____ Excerpted passage
Urban gardeners find themselves in cultural contremp, the garden calendar mimics the markets but does not conform. Frozen, canned, fresh fruits appear in perfect shapes daily for shoppers. The gardener walks a different path, we know harvests march to their own drummer. Ripe peaches do not make appointments for convenience. Love requires compromise. The fruit gently arrives in force. Plenty of baskets are usually needed.

I found a city side lot sunny enough for anything in my old town. An utterly neglected peach tree thoughtfully planted in a community garden a neighborhood away inspired me. It is fun to peruse nursery catalogs and peaches are tempting. Dwarf varieties are simply smaller versions than “standard” and thrive in large pots. I selected an early, mid season and late season variety which arrived as little more than broom sticks. As always, dig a $100 hole for a $10 plant. Lay a burlap bag or tarp next to planting sites, carefully consider solar exposure, wind, traffic, and height. Pile soil on the tarp and replace with lots of compost, bone meal, a handful of dolomite lime, position the transplant at the same soil level evident where trunk and roots separate. Heap enriched soil around the transplant, tamp down, water, drive 3 sturdy stakes on the outside edge of the hole and tie the transplant upright in place. In a couple seasons strong roots will anchor heavy summer foliage during storms. Permanently mulch. Hope and let go.

Be patient. Take the long view, one of a gardeners’ rewards. Within 2 years the peaches produced fruit. Lots of spring bulbs planted into the mulch fill the space with glorious flowers and mature before foliage casts shade around the trees. Hollies do well next to and under trees like mine for the many uses urban gardeners put to limited spaces. The important “hole” allows in ground gardeners to tailor preferences in soil ph, drainage, and fertility. Container gardeners duplicate the process and succeed.
________
____ Extracted material
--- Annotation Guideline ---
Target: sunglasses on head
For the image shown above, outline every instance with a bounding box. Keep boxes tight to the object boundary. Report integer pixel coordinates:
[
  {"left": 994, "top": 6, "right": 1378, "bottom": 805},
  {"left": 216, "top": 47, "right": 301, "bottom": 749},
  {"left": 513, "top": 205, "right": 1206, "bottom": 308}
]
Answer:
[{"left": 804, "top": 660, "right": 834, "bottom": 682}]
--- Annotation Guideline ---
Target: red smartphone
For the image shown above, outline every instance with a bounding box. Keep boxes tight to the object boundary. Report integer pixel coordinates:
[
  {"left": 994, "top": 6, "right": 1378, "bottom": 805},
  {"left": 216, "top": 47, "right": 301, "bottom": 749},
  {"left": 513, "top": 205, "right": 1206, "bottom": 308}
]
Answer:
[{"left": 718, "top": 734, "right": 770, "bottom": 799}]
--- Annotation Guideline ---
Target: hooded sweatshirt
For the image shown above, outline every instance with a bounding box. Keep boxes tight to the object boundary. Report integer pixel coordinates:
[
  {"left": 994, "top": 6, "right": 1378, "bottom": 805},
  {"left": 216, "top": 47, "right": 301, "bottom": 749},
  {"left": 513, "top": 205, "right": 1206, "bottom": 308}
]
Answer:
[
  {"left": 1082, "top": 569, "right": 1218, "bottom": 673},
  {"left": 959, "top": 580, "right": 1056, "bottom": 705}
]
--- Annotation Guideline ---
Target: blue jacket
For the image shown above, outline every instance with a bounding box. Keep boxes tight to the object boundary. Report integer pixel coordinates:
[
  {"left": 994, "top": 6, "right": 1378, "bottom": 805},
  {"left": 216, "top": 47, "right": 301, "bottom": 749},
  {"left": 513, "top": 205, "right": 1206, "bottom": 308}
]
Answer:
________
Exercise instructions —
(a) Translate this sentence from the peach-growing passage into Spanish: "Ripe peaches do not make appointments for convenience."
(b) Answer these from the peach-growing passage:
(i) In what do dwarf varieties thrive?
(ii) How many stakes go on the outside edge of the hole?
(iii) Within how many years did the peaches produce fruit?

Exercise results —
(a) Los duraznos maduros no hacen citas por conveniencia.

(b)
(i) Large pots
(ii) Three sturdy stakes
(iii) Within 2 years